_REQUEST:_ Please format the lines of the listing below as a numbered list, starting with the line containing "surface, it would be much appreciated." and going on through the end of the listing, leaving out any blank lines.

_DATA ENTRIES:_
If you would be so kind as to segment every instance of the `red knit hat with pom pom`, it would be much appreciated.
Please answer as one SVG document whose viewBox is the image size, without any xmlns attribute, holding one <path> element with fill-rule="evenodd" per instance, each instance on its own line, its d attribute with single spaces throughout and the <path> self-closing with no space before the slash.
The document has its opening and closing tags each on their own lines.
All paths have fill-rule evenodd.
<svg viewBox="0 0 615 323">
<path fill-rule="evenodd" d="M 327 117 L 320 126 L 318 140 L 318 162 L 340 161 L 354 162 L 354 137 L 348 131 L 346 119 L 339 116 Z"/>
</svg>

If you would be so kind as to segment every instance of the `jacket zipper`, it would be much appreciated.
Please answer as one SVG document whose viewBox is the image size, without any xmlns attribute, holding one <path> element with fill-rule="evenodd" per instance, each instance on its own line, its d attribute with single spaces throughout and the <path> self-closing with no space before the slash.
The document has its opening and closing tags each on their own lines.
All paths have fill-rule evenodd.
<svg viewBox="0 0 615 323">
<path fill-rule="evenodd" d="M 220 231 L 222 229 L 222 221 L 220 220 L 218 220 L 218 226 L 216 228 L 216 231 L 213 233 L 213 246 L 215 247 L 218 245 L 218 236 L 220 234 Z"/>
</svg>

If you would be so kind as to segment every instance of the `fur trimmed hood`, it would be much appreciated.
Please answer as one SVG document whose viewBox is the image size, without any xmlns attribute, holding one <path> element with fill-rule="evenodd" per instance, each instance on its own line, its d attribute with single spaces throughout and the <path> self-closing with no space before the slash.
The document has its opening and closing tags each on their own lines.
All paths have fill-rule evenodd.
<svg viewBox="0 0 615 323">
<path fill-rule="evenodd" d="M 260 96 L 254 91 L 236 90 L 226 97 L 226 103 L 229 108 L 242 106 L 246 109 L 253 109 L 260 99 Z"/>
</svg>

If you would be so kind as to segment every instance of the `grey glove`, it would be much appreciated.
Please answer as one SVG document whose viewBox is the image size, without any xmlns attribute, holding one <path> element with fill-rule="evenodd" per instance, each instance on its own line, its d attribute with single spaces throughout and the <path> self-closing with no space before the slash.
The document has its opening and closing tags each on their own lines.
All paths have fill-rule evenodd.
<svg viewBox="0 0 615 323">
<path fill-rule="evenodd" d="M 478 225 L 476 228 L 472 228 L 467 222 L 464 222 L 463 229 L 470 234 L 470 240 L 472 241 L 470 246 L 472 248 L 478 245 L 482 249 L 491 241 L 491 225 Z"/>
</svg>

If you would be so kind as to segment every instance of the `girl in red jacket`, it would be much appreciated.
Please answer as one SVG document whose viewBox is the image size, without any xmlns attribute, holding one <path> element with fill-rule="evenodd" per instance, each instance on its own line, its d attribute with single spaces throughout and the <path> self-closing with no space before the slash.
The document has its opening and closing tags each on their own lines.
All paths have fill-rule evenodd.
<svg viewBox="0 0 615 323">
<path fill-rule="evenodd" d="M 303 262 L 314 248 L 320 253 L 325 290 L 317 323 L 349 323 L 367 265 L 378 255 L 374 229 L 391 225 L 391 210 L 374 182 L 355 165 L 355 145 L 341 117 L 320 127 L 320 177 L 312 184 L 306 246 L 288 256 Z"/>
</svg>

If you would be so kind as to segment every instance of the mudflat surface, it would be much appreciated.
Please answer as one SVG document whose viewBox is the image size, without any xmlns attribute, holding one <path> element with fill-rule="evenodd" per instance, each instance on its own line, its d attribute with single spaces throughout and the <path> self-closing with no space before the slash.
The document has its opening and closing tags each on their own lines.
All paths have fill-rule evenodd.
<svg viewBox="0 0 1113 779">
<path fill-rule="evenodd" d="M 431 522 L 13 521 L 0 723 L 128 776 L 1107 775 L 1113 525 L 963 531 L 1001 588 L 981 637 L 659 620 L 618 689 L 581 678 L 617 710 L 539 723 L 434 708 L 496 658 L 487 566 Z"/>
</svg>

_ANSWER TO THIS EXERCISE:_
1. If you would be so kind as to segment every instance of the mudflat surface, it would be much appreciated.
2. Please answer as one SVG document whose viewBox is the image size, without any xmlns attribute, holding one <path> element with fill-rule="evenodd" per instance, each instance on its own line, its d attribute with single spaces throughout and the <path> self-closing with no space before the slash.
3. The document has its opening and closing tags each on their own lines.
4. All paths have fill-rule evenodd.
5. <svg viewBox="0 0 1113 779">
6. <path fill-rule="evenodd" d="M 431 522 L 13 521 L 0 723 L 128 776 L 1107 775 L 1113 525 L 963 531 L 1001 588 L 981 637 L 659 620 L 618 689 L 581 678 L 617 710 L 539 723 L 434 708 L 496 658 L 487 566 Z"/>
7. </svg>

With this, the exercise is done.